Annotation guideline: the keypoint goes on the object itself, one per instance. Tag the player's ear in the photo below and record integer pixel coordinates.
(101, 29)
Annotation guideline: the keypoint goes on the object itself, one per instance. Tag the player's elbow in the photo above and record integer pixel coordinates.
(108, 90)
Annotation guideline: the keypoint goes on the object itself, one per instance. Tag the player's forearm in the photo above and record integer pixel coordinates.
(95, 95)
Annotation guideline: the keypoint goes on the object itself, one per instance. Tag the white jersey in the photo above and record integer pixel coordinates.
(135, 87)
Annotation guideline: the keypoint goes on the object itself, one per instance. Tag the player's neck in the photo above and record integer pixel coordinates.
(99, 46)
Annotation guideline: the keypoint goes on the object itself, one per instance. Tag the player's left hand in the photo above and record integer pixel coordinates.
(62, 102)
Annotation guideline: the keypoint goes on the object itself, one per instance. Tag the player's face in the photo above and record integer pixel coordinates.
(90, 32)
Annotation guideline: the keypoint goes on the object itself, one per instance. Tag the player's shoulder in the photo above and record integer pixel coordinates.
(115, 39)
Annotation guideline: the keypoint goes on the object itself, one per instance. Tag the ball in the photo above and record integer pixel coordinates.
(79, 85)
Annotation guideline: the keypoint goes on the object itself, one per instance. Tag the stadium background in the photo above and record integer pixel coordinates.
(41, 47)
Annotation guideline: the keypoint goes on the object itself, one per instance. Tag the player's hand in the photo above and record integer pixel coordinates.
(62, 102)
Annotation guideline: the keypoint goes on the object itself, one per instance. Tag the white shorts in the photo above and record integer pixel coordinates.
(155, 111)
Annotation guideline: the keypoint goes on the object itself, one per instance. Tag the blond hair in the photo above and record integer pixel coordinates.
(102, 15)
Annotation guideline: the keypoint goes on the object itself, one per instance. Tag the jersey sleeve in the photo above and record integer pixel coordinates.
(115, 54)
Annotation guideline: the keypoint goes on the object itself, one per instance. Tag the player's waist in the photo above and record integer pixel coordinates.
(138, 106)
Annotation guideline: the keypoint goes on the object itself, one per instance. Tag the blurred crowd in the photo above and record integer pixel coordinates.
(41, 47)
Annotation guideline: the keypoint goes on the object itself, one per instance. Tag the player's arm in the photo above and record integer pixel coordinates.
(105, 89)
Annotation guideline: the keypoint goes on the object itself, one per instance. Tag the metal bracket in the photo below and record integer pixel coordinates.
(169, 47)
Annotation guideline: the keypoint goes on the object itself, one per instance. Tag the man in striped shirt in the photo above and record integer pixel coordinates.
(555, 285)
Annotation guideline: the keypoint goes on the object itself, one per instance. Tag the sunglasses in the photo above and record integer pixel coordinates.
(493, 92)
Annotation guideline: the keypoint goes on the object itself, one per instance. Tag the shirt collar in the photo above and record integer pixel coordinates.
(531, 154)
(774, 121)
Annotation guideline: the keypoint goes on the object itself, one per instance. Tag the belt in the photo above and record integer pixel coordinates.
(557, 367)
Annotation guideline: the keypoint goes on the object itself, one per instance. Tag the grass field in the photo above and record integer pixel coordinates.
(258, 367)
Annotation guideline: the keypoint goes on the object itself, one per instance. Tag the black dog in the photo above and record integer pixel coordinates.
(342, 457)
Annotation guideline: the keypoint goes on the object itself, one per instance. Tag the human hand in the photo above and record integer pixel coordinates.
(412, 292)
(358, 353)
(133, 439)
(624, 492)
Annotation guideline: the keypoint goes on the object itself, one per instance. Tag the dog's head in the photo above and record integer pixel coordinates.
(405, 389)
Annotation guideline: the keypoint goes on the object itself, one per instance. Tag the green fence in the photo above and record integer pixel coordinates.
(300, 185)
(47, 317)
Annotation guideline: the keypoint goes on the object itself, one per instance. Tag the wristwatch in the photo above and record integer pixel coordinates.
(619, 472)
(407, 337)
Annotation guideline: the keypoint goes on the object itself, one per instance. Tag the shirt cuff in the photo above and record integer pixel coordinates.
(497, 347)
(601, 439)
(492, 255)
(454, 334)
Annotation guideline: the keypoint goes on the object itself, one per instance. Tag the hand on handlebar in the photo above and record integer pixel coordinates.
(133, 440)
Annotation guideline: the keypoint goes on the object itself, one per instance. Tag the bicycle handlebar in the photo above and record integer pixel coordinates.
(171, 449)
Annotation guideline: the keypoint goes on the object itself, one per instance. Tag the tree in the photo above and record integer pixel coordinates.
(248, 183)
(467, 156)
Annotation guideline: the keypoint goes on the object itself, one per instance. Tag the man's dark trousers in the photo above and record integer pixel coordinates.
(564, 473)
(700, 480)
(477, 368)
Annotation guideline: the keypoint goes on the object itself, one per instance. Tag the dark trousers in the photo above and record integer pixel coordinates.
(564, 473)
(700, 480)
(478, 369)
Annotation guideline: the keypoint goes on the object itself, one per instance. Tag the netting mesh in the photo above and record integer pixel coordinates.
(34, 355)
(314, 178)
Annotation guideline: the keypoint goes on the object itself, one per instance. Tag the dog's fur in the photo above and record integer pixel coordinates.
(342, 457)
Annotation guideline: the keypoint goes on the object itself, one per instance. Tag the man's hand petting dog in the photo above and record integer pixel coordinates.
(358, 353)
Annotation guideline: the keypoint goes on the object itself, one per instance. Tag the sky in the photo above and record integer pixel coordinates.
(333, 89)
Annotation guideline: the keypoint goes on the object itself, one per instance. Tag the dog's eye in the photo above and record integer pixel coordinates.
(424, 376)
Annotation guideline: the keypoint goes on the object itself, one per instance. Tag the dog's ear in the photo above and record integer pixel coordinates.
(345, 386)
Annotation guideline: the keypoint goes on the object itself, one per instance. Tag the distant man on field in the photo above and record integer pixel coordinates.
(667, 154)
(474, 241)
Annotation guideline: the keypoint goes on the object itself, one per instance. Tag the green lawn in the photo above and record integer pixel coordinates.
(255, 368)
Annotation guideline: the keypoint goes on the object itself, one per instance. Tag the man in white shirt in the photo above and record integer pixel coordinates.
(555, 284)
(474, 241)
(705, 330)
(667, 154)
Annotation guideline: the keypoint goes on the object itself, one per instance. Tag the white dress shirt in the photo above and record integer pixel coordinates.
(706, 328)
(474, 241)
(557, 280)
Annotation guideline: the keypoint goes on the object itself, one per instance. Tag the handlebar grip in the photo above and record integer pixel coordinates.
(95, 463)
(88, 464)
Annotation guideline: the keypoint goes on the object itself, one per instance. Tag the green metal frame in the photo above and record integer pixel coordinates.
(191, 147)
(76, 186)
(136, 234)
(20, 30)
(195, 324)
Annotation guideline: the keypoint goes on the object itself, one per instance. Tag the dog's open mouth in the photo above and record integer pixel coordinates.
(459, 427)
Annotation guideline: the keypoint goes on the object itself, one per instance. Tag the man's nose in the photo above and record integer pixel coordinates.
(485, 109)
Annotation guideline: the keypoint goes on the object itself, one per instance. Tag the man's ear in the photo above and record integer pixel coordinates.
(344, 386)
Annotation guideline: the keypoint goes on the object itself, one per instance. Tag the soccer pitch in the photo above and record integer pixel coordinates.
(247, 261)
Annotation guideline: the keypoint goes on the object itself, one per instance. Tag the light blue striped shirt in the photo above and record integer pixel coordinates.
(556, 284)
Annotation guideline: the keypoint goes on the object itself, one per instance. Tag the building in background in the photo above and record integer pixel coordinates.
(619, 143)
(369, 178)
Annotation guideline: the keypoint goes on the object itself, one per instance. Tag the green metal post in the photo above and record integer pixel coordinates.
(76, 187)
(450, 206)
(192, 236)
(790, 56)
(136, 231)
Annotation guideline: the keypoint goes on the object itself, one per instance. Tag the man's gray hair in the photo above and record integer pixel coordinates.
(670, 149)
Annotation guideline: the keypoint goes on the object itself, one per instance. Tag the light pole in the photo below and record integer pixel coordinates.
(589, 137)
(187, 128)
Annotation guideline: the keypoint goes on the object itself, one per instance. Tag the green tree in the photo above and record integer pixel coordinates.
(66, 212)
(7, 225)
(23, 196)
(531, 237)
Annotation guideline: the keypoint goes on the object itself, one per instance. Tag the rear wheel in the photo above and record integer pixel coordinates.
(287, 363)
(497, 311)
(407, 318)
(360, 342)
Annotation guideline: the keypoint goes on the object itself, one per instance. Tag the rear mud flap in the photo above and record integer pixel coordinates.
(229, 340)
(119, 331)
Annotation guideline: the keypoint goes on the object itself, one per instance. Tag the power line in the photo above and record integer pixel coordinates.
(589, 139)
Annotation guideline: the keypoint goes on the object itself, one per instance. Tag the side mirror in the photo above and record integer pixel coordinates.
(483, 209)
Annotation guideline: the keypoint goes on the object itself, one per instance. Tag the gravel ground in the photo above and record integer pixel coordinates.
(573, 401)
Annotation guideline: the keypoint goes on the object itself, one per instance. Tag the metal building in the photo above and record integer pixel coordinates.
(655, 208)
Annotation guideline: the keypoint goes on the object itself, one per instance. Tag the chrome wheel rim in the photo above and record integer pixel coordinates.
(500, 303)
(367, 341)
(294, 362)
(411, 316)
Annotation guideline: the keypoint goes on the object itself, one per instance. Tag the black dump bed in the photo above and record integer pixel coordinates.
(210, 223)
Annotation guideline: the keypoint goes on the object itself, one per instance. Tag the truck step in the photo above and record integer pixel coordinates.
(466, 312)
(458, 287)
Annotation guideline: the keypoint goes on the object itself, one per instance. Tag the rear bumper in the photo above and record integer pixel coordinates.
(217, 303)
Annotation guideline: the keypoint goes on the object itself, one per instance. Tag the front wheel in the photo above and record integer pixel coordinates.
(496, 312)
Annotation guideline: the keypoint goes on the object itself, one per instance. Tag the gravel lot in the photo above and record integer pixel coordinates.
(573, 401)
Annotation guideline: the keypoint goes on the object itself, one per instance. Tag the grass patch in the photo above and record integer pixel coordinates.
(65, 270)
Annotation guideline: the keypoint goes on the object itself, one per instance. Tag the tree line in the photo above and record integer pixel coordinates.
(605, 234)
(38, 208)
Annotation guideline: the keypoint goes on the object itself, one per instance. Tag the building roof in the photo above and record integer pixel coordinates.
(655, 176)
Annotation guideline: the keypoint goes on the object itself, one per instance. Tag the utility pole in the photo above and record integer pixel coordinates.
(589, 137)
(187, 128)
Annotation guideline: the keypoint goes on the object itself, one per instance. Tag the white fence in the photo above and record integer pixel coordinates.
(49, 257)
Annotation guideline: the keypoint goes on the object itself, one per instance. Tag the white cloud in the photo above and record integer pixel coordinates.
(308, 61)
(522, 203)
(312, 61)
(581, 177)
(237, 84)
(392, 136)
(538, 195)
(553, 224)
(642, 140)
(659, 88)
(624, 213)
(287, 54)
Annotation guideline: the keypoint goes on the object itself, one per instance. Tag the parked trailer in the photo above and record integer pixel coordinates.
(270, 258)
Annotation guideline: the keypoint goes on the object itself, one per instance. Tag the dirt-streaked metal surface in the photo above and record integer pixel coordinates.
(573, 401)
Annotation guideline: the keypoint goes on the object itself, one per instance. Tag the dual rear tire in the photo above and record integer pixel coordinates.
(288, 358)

◆ Activity ◆
Print the line that contains "the white cloud", then every later line of the entries above up to and including the last, all exactly as written.

◆ Result for this exercise ◆
Annotation guideline: the keypoint goes on the object itself, one per instance. Tag the white cloud in the photo above and record integer pixel coordinates.
(308, 61)
(522, 203)
(312, 61)
(581, 177)
(237, 84)
(392, 136)
(538, 195)
(553, 224)
(642, 140)
(659, 88)
(624, 213)
(287, 54)
Annotation guideline: the keypoint goes on the object itself, one per instance. Tag the parked trailer in the photo above and record integer pixel coordinates.
(270, 258)
Annotation guideline: the keypoint goes on the object itself, one per instance. Tag the dirt-streaked metal surface in the photo above and record integer pixel coordinates.
(573, 401)
Annotation guideline: the keypoint goes on the object itself, one per instance. Tag the dual rear tire in the photo above and record integer pixel coordinates.
(288, 358)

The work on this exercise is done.